── DATA RECORDS
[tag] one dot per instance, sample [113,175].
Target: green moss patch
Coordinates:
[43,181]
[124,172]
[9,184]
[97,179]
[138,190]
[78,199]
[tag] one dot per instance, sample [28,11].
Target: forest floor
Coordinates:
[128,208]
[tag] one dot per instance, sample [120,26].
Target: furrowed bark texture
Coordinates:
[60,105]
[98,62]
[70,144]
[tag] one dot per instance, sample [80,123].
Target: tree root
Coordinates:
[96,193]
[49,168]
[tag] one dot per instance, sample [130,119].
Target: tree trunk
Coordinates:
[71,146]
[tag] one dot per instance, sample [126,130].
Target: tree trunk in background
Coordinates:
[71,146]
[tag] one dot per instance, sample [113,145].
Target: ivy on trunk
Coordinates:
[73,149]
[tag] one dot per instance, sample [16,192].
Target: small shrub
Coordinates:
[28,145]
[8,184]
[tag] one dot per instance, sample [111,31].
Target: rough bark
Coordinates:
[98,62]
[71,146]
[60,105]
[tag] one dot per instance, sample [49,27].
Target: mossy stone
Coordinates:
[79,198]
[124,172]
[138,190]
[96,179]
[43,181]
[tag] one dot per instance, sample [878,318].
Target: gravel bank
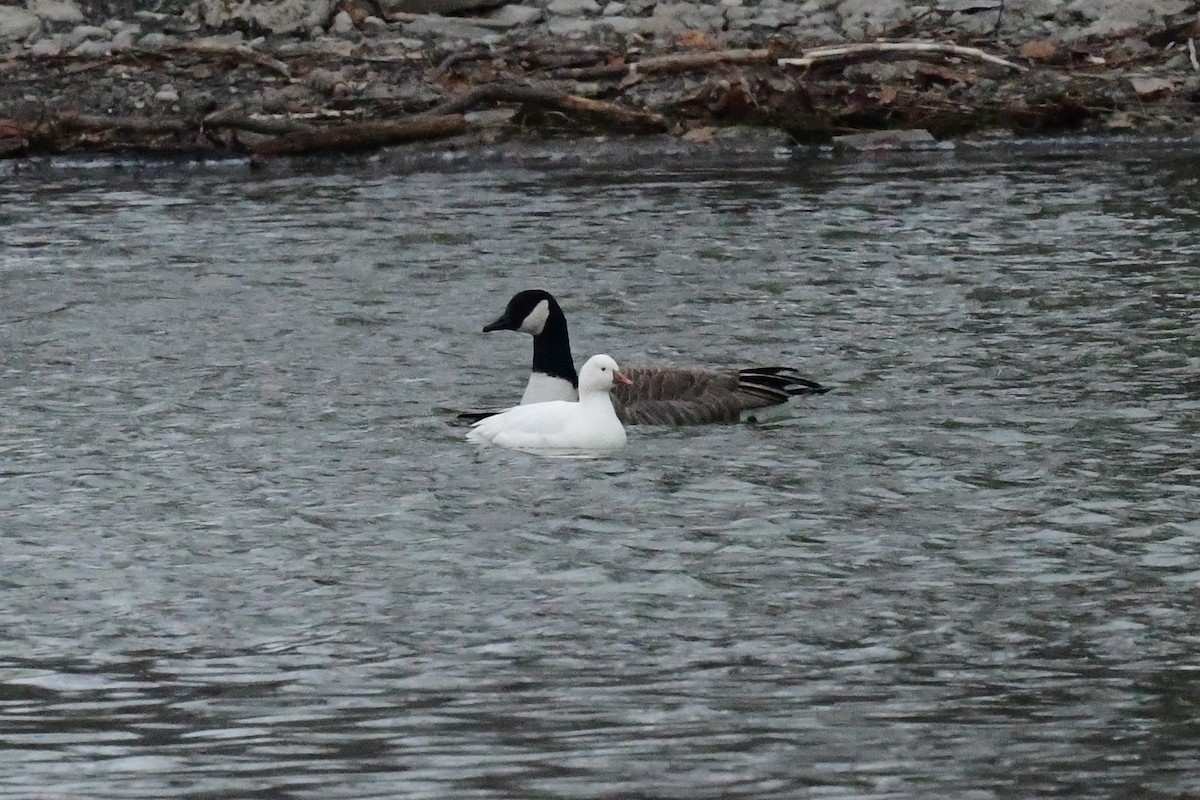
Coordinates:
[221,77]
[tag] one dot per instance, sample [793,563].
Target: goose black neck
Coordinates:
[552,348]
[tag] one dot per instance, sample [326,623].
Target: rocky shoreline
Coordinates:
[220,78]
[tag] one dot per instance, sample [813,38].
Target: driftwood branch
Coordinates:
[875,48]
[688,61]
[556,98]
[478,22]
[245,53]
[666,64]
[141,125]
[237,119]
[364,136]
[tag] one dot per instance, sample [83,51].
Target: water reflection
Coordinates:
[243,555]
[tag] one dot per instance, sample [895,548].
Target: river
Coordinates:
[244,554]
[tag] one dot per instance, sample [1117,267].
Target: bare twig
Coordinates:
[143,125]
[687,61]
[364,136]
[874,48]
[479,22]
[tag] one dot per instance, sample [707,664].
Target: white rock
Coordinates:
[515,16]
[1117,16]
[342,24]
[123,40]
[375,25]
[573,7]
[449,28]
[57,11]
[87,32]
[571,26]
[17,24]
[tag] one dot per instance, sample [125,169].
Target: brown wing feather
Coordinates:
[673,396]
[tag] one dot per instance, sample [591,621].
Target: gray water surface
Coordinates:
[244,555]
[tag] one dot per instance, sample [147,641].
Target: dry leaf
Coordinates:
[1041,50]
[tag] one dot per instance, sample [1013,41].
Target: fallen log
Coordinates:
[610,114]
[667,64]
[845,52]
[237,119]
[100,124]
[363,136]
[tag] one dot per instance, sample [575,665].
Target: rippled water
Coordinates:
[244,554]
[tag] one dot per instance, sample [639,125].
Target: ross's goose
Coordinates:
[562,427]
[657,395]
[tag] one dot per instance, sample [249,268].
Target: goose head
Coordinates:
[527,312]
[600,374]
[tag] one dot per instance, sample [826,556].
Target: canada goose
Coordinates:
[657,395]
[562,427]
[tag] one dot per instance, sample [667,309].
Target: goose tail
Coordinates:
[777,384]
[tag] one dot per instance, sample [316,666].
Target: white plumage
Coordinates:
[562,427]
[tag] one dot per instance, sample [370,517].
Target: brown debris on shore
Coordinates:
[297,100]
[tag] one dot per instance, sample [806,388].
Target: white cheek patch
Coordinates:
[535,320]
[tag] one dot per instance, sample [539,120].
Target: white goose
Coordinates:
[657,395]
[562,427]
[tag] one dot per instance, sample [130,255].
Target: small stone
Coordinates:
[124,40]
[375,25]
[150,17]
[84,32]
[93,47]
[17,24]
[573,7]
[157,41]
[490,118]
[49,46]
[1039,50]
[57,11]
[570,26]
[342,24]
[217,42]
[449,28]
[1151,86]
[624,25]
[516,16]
────
── DATA RECORDS
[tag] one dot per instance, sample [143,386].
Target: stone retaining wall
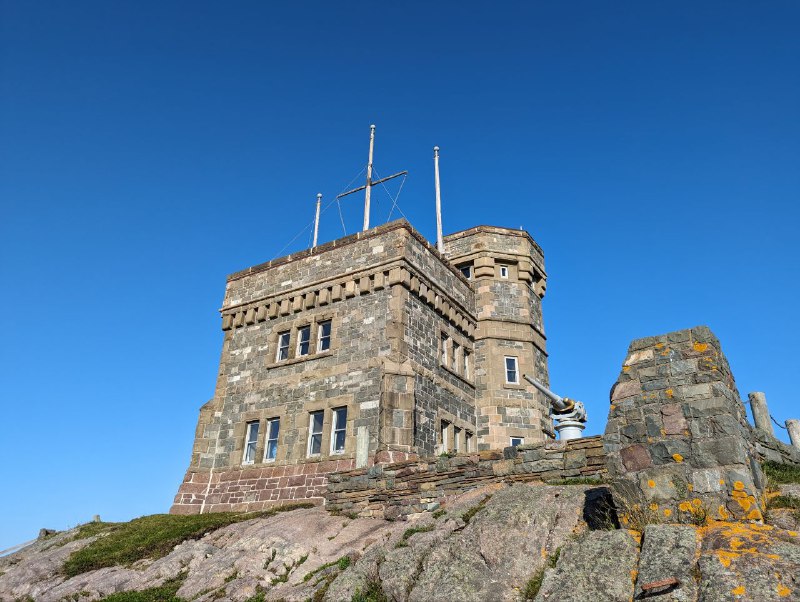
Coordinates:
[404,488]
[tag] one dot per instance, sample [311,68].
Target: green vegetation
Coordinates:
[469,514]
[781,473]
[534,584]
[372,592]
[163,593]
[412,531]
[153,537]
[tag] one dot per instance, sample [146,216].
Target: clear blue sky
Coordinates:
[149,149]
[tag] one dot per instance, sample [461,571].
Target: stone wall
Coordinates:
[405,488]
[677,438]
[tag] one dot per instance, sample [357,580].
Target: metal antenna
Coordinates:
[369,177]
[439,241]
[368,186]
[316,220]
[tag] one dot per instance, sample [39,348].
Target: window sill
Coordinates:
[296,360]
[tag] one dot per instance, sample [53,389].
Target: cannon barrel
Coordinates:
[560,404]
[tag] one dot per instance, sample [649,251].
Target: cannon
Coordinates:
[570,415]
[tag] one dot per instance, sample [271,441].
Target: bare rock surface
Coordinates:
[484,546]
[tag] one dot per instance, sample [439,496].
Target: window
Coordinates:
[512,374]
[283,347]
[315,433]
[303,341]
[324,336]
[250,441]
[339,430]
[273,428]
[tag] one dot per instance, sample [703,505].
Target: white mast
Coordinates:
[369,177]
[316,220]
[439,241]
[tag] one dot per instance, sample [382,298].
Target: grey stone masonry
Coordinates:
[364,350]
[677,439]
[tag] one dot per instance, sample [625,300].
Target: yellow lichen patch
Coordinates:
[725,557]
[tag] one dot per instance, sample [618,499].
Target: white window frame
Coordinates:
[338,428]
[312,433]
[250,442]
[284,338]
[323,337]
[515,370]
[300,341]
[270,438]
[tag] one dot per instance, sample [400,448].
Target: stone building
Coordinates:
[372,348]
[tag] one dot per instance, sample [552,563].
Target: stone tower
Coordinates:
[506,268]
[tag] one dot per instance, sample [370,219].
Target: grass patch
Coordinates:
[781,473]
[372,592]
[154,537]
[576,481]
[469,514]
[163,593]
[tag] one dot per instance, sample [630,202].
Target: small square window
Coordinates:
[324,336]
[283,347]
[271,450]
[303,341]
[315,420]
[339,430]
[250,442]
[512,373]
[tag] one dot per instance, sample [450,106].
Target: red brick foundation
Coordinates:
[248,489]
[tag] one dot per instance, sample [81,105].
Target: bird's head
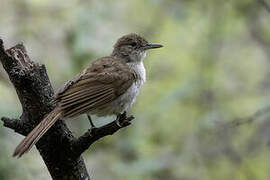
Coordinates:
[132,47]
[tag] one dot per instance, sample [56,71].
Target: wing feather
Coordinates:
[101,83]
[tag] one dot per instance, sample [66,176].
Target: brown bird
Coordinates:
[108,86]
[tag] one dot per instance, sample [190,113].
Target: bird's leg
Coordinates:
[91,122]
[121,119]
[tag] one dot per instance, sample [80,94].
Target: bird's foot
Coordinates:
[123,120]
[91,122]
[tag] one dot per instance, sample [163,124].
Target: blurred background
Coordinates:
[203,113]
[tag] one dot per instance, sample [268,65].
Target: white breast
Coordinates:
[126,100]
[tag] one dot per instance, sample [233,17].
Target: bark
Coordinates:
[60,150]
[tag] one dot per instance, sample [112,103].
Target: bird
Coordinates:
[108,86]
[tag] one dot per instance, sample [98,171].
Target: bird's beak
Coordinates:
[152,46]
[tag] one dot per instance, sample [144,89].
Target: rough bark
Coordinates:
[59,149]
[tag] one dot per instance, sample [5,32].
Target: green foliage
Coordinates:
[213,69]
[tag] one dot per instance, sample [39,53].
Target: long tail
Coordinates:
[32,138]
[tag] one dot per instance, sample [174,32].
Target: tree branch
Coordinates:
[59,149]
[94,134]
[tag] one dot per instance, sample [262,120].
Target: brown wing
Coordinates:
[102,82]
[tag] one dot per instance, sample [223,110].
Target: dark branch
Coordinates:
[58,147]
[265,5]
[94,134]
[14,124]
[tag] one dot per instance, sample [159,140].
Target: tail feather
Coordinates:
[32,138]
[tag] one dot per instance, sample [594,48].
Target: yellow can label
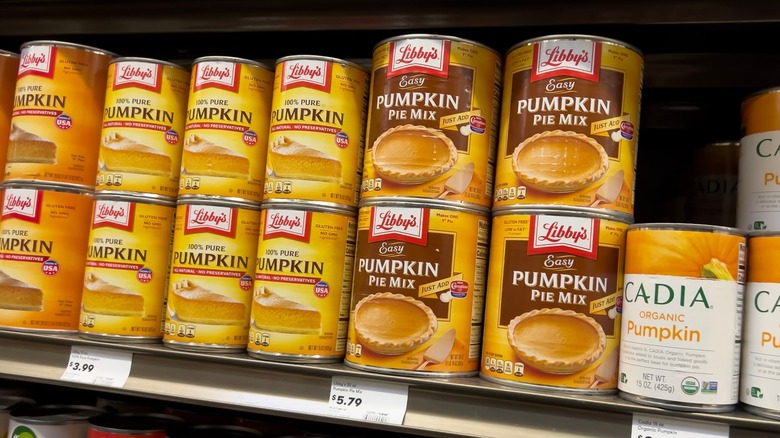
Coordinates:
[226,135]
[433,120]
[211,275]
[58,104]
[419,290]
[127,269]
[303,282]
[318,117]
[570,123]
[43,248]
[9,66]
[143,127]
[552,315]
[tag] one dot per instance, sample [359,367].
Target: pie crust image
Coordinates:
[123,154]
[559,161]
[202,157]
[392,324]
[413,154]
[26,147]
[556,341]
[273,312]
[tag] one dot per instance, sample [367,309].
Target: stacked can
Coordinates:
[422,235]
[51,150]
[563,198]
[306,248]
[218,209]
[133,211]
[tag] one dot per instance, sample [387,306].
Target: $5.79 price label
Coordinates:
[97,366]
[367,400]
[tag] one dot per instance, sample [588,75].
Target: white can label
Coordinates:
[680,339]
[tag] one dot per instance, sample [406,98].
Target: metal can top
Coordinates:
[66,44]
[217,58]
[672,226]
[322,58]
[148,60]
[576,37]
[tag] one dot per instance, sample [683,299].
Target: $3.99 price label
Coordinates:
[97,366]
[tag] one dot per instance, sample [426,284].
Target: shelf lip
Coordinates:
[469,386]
────
### PROBLEM TO SOLVE
List every line in the records above that contains the word "patch", and treat uppercase and lowercase as different.

### THE OUTPUT
Target: green moss patch
Target: white cheek patch
Target: yellow lichen patch
Target: grass patch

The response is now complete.